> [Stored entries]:
·····
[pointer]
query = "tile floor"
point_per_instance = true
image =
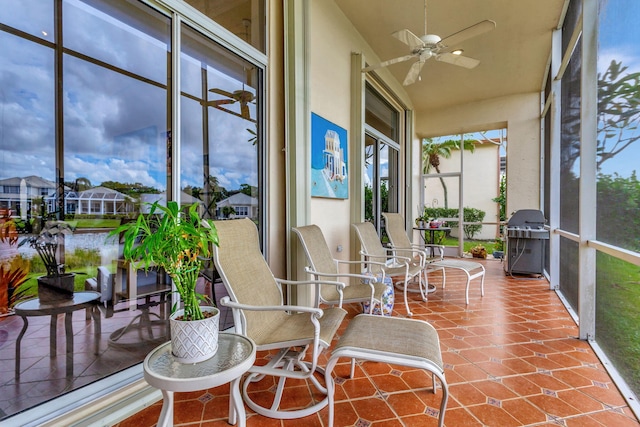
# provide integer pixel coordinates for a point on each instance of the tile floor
(43, 378)
(511, 359)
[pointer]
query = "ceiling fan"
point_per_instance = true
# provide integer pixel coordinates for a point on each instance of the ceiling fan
(244, 97)
(432, 45)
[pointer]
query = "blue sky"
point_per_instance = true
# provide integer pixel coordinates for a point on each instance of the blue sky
(619, 39)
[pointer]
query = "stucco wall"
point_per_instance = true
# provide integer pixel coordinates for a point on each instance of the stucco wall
(520, 114)
(331, 44)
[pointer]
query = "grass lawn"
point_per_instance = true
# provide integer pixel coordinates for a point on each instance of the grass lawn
(618, 316)
(95, 223)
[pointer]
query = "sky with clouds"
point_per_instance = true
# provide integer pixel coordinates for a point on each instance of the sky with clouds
(619, 40)
(115, 126)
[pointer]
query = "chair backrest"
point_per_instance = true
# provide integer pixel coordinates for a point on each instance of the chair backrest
(370, 242)
(319, 257)
(246, 275)
(394, 224)
(105, 281)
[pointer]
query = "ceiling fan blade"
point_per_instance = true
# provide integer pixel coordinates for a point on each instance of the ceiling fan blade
(413, 73)
(408, 38)
(472, 31)
(462, 61)
(221, 92)
(389, 62)
(217, 102)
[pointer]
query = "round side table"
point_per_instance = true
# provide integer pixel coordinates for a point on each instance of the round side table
(235, 355)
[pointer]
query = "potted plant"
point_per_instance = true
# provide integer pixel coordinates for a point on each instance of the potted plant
(178, 242)
(498, 248)
(479, 251)
(56, 285)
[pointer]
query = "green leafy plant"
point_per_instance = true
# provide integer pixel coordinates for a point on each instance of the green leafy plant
(176, 241)
(479, 251)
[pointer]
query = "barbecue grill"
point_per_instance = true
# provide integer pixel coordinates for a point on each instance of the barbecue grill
(526, 242)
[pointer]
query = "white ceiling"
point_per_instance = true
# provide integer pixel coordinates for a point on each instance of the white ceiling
(513, 56)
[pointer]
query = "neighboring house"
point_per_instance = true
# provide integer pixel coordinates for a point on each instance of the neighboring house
(94, 201)
(243, 205)
(482, 171)
(17, 193)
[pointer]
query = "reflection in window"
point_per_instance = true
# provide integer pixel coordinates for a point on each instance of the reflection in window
(244, 18)
(92, 148)
(219, 158)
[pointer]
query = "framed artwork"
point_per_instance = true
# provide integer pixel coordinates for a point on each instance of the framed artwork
(329, 177)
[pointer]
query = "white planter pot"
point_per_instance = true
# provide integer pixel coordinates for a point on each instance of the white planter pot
(197, 340)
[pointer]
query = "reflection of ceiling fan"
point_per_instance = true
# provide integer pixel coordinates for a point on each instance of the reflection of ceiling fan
(431, 45)
(242, 96)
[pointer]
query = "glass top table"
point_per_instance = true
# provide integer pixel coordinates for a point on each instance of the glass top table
(235, 355)
(79, 301)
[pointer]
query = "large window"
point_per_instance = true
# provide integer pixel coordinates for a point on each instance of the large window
(89, 135)
(381, 157)
(473, 178)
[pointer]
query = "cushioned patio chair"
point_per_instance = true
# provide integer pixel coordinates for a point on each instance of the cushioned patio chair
(425, 253)
(295, 334)
(404, 269)
(363, 288)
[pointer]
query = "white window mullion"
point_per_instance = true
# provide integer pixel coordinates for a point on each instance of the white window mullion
(588, 170)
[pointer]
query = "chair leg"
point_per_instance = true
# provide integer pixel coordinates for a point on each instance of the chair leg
(287, 361)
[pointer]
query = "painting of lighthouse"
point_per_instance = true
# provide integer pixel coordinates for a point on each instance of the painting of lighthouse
(329, 176)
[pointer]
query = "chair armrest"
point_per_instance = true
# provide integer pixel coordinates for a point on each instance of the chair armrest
(226, 301)
(354, 275)
(339, 287)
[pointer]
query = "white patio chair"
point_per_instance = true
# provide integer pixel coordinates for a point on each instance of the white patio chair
(404, 268)
(298, 334)
(363, 287)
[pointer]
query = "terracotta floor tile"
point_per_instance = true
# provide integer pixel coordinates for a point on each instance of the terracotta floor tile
(523, 411)
(406, 404)
(372, 409)
(511, 358)
(615, 418)
(491, 415)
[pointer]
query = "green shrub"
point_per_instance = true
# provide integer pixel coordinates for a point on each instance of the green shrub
(469, 215)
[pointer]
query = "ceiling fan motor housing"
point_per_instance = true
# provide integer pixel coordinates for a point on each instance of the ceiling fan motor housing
(430, 40)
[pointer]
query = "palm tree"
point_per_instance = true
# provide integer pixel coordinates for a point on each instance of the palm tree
(432, 151)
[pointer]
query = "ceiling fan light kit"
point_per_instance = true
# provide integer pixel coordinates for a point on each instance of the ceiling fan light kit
(431, 45)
·····
> [Exercise]: Reproduce the full listing above verbatim, with no pictures included.

> [Reply]:
[pointer]
query = "tile floor"
point_per_instance = true
image =
# provide integer pixel coordinates for a point on each instance of the tile floor
(43, 378)
(511, 359)
[pointer]
query = "ceiling fan"
point_per_instance = true
# provide integer pixel coordinates for a point on each instance of the ceiling fan
(244, 97)
(432, 45)
[pointer]
query = "blue sky"
point_per_instance = true
# provide integer pixel coordinates for a point on each instance of the blue sky
(619, 39)
[pointer]
query = "stucco wall"
point_per_instance = true
# provide integer pixel coordinates for a point on each instance of the stucco wall
(520, 114)
(331, 44)
[pointer]
query = "grass lawn"
point_per_instance = true
# provide integer pixel coordinates for a point on each instance of the grass lawn
(618, 316)
(95, 223)
[pointer]
query = "sky with clouds"
point_per_instance = true
# provide integer pixel coordinates for a point on each instance of the sky with clouds
(619, 40)
(115, 126)
[pointer]
query = "chair backrest"
point_per_instance = true
# provide integer pixel coordinates for a point on each instance of the chair backrest
(370, 242)
(319, 257)
(246, 275)
(394, 224)
(105, 281)
[pointer]
query = "ceiling fan blade"
point_per_instance = true
# provide integer pixel coordinates for a point on each instance of the ceiling fan blade
(413, 73)
(408, 38)
(472, 31)
(462, 61)
(221, 92)
(389, 62)
(217, 102)
[pointer]
query = "round side table"
point_per_instance = true
# provide integer pixel coordinates for a point on each instance of the round side table
(235, 355)
[pointer]
query = "potted plant"
point_per_instance = true
# provide integer pixel coordinates for a point on each instance of the potted plant
(178, 242)
(498, 248)
(479, 251)
(56, 285)
[pointer]
query = "green leafy plant"
point_per_instance = true
# provide integer pixel coordinates for a point on each instance of the green leafy plant
(176, 241)
(479, 251)
[pointer]
query = "barbecue grill"
point_per_instance = true
# provide integer pixel coordinates for a point on each instance of the barbecue grill
(526, 242)
[pointer]
query = "white ceiling"
point_per_instance = true
# provide integer pixel coordinates for a point on each instance of the white ceiling
(513, 56)
[pointer]
query = "neighboring house"
point_per_instance = true
# provide integer pixel coordinates for a point on each instance of the neighboring house
(94, 201)
(243, 205)
(482, 171)
(17, 193)
[pointer]
query = "reflection in window"
point_per_instance = true
# provide integer pixel coordinates for a point on each instance of the reflection in window
(244, 18)
(92, 148)
(219, 158)
[pointer]
query = "framed artwork"
point_per_instance = true
# provide integer pixel coordinates for a point on each instance of the framed artwork
(329, 177)
[pointer]
query = "white planter pot"
point_per_instance = true
# provide integer pixel coordinates for a point on each instance of the white planter pot
(197, 340)
[pointer]
query = "reflection of ceiling fan"
point_per_instance = true
# provide integer pixel coordinates for a point on each instance of the reflection of ceiling fan
(431, 45)
(242, 96)
[pointer]
query = "glass top table"
point_per_instance = true
# provide integer pixel coordinates for a point on each instance of the glass top table
(235, 355)
(79, 301)
[pointer]
query = "large window"
point_per_instance = true
# provide integer pixel coordinates for a point on each instance of the large window
(89, 135)
(381, 157)
(473, 178)
[pointer]
query = "cushioned patio chair"
point_per_instance = true
# provide integer pixel coordinates for a point on each instance of the cushioned patio chair
(425, 253)
(295, 334)
(404, 269)
(363, 288)
[pointer]
query = "white window mullion"
point_per_instance = true
# provide integer pixel coordinates for a point on each instance of the white window mullion
(588, 170)
[pointer]
query = "chair leg"
point_per_instance = true
# provide integer pixel coordinates for a point on each instance of the chair leg
(287, 361)
[pointer]
query = "painting of lighthouse"
point_per_instance = true
# provide integer pixel coordinates for a point on each instance of the painting of lighthouse
(329, 176)
[pointer]
query = "chair armrest"
point_per_instance = true
# provide integer pixel coordinates for a point on each instance of the chair armrest
(226, 301)
(354, 275)
(339, 287)
[pointer]
query = "white patio chair"
point_per_instance = true
# provide integer pixel coordinates for a point on each instance of the white patio chair
(404, 268)
(298, 334)
(363, 287)
[pointer]
query = "terracotta floor tile"
point_per_instance = true
# provide integer pixel coordinates for a point on each instance of the terracotta floor tile
(523, 411)
(406, 404)
(372, 409)
(511, 358)
(615, 418)
(491, 415)
[pointer]
query = "green shrub"
point_per_instance = true
# provide integer pixel coordinates for a point on each instance of the green shrub
(469, 215)
[pointer]
query = "ceiling fan motor housing"
point_per_instance = true
# provide integer pixel coordinates for a point on each instance of the ceiling fan motor housing
(430, 40)
[pointer]
query = "palm tree"
point_per_instance = true
# provide integer pixel coordinates for a point on each instance of the palm tree
(432, 151)
[pointer]
query = "ceiling fan light kit"
point_per_instance = true
# provide integer pixel coordinates for a point on each instance of the ceiling fan light kit
(431, 45)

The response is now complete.